**Objetivo indicado**
Segundo a entrevista com Malva, em que local decorre a apresentação ao vivo de vens ou ficas marcada para 16 de Novembro?
==== Texto da página ====
O teste da auto-suficiência passado com distinção.

Malva sobre vens ou ficas: “Fazer isto sozinha tornou-se no meu maior prémio”

Fotografia: Pedro Ivan
Publicado a: 15/11/2023

Nunca se exige a perfeição num primeiro disco. O mais importante será sempre a bagagem com que se fica após o processo estar concluído e, de preferência, sentir que se conseguiu fazer algo minimamente digno dos recursos que se tem à disposição. Apenas com a sua voz, uma guitarra emprestada e um quarto, Malva conseguiu, praticamente sozinha, tudo isso e produziu aquele que, no mínimo, será o melhor disco de baixo orçamento alcançado este ano em Portugal.

Depois de esvair as dores da alma enquanto porta-voz na dupla redoma, Carolina Viana abre agora uma enorme fenda no peito para mostrar ao mundo como bate o seu coração. Envolta numa melancolia musical assente na canção portuguesa, mas com raízes tão profundas que se estendem até à bossa nova, é como Malva que se apresenta a solo num álbum de 9 pistas que, em 30 minutos, é capaz de levar às lágrimas qualquer comum mortal com a mínima sensibilidade emocional.

Em conversa com o Rimas e Batidas via Zoom, a artista revela como chegou a esta fase da sua ainda curta carreira e explica alguns dos detalhes que compõem o seu vens ou ficas, trabalho que merecerá uma apresentação ao vivo já amanhã, 16 de Novembro, no Maus Hábitos (Porto), seguindo depois para a Casa da Cultura (Setúbal, 2 de Dezembro) e Galeria Zé dos Bois (Lisboa, 6 de Janeiro do próximo ano).



Tocaste violoncelo, foste MC em redoma e tenho ideia de também te ter visto associada a teatro, estou certo?

Estás certo.

Agora assumes um papel diferente num disco a solo. Como surge o teu projeto enquanto Malva?

Acho que surge precisamente para encontrar uma linguagem individual. Simplesmente isso. Andei a escrever e a compor para teatro, mas servia uma causa que não a minha — depois acabou por se tornar minha, também. Malva já parte muito aqui de dentro, sem ter de me justificar a ninguém, porque acho que posso fazer tudo sozinha. É uma liberdade que eu decidi tentar encontrar.
==== Material fornecido ====
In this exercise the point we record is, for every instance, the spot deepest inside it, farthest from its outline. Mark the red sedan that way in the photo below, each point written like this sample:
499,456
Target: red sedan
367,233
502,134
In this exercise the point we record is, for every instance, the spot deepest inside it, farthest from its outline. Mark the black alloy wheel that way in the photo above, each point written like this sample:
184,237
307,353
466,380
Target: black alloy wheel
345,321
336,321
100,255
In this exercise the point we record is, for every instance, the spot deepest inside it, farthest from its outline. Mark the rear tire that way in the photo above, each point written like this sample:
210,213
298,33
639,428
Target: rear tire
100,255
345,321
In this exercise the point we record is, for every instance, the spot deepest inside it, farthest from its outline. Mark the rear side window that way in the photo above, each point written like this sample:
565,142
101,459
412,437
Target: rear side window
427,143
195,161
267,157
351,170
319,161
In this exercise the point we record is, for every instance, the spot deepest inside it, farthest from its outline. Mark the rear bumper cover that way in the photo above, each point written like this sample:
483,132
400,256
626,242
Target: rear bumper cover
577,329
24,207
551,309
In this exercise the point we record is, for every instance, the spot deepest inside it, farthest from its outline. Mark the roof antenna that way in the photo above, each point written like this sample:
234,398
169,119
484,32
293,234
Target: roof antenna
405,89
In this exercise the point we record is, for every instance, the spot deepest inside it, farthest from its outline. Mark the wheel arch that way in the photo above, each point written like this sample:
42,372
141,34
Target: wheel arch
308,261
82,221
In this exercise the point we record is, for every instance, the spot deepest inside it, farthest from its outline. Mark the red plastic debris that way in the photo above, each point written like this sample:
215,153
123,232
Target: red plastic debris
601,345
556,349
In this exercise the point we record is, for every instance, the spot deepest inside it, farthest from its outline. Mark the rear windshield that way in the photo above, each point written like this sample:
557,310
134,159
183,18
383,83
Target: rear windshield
====
**Resposta correta**
No Maus Hábitos, no Porto.